_SELECTED PASSAGE_
* * *

I’ve found myself picking up Keywords: A Vocabulary of Culture and Society by Raymond Williams frequently this semester – both to review for my Theories of Art lectures and to help prepare for a new seminar I’ll be teaching in Spring Semester, 2010 on art and public policy. Williams’ book is indispensable and hilariously brilliant. Each entry is a full-fledged essay on a word, including a study of derivation, competing uses and relationships to others words. My favorite: his winning trifecta on representation, realism and naturalism.
To start with, his definition of art is gloriously down to earth. Williams doesn’t tell us what we want words to mean. In a kind of Wittgensteinian mad clarity, he patiently documents the actual usage through the ages. Here’s a sampling plucked from the beginning, middle and end of his two page 'art' entry (citations omitted, some abbreviations spelled out):
Art has been used in English from the 13th Century. It was widely applied without predominant specialization, until the late 17th Century, in matters as various as mathematics, medicine and angling. In the medieval university curriculum, the arts… were grammar, logic, rhetoric, arithmetic, geometry, music and astronomy. Artist, from the 16th Century on, was first used in this context, though with almost contemporary developments to describe any skilled person. [….]
The emergence of an abstract, capitalized Art, with its own internal but generalized principles, is difficult to localize. There are several plausible 18th Century uses, but it was in the 19th Century that the concept became general. [....]
It can be primarily related to the changes inherent in capitalist commodity production…[as a]…defensive specialization of certain skills and purposes…not determined by immediate exchange (value)….This is the formal basis for the distinction between ….fine arts and useful arts. [....]
As these practical distinctions are pressed, within a given mode of production, art and artist acquire ever more general (and more vague ) associations, offering to express a general human (i.e. non-utilitarian) interest, even while, ironically, most works of art are effectively treated as commodities and most artists, even when they justly claim quite other intentions, are effectively treated as a category of independent craftsmen or skilled workers producing a certain kind of marginal commodity.

* * *

Continue the post about Raymond Williams's "art" entry in Keywords, picking up right after its last sentence.

Stored records
* * *

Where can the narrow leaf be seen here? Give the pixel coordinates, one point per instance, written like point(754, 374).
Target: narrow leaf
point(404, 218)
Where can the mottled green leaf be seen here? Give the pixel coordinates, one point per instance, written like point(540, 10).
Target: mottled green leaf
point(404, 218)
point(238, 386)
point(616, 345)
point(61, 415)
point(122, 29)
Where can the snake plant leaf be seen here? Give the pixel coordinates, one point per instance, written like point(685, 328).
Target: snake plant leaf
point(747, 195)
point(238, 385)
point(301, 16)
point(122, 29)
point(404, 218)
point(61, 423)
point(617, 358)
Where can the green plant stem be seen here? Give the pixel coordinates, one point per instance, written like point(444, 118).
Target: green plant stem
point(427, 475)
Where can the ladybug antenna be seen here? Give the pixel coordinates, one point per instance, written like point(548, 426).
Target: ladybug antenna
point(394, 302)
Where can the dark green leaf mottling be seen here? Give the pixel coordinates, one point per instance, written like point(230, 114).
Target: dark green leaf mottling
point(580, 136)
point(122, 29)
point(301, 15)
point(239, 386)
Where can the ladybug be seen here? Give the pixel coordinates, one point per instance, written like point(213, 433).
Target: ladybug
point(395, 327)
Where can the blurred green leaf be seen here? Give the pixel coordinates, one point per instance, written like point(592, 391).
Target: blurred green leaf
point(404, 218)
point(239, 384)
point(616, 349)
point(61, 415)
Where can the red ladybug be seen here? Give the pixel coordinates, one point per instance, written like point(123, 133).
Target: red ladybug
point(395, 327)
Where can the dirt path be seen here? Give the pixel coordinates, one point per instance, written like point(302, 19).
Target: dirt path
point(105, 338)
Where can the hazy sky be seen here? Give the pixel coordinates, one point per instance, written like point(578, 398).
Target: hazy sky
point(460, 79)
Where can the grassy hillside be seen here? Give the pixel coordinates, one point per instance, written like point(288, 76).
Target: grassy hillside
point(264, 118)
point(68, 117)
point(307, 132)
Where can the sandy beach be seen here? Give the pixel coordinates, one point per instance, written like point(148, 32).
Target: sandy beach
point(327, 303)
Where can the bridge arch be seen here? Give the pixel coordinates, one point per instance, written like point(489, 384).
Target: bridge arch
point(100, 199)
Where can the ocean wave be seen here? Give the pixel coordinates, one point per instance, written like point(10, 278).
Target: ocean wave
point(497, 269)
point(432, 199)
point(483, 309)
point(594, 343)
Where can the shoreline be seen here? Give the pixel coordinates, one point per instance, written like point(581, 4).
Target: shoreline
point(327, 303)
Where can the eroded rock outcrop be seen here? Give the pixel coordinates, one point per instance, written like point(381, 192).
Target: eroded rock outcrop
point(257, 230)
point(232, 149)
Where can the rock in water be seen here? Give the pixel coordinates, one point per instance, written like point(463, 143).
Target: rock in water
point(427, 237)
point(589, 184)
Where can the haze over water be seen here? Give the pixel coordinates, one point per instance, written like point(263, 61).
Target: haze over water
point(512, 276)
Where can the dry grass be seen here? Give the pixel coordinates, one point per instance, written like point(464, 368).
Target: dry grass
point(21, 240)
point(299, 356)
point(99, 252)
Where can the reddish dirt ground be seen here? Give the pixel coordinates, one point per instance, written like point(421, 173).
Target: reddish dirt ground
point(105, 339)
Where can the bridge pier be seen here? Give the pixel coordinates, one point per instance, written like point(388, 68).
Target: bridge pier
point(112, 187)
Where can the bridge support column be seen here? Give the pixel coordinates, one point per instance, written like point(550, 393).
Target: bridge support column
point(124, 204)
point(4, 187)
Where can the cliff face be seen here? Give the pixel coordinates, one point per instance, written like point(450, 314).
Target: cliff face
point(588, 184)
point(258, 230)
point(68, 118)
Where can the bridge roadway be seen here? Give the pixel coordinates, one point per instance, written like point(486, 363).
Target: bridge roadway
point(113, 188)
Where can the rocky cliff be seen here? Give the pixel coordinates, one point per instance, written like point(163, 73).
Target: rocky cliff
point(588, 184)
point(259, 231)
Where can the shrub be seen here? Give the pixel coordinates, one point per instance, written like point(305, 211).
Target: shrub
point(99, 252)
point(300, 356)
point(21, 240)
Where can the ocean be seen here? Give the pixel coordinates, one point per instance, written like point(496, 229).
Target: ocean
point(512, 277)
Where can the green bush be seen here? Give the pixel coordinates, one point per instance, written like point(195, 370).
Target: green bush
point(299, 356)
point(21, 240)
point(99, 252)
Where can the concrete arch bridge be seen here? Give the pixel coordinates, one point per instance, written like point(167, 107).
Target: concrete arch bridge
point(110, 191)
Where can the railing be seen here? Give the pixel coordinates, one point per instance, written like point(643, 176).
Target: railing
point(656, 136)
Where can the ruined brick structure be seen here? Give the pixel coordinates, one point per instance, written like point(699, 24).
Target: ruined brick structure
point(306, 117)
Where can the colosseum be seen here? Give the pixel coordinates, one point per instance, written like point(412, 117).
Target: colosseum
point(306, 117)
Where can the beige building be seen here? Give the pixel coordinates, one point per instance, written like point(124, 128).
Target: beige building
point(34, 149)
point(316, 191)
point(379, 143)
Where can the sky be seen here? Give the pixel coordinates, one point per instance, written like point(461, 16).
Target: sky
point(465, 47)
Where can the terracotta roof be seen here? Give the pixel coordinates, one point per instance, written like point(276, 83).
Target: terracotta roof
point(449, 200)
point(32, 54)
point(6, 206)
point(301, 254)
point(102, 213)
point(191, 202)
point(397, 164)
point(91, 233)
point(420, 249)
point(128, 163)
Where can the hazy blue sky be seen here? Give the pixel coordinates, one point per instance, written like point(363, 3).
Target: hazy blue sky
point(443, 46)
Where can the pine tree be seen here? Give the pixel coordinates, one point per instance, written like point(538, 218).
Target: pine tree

* * *

_SOLVED PROBLEM_
The book was published in 1976 and updated in 1983. Williams famously had no tolerance for post-modernism and the book does not take on the then-emerging vocabulary of late twentieth century criticism. Keywords is the work of a dogged Marxist modernist with a razor sharp mind and an awe-inspiring capacity for research.
A couple of other similar projects on my shelf that are more up-to-date, but in no way replace Williams' book: A Concise Glossary of Cultural Theory by Peter Brooker (Arnold, 1999) and the more extensive Cultural Theory, The Key Concepts by Andrew Edgar & Peter Sedgwick (Routledge, 2002).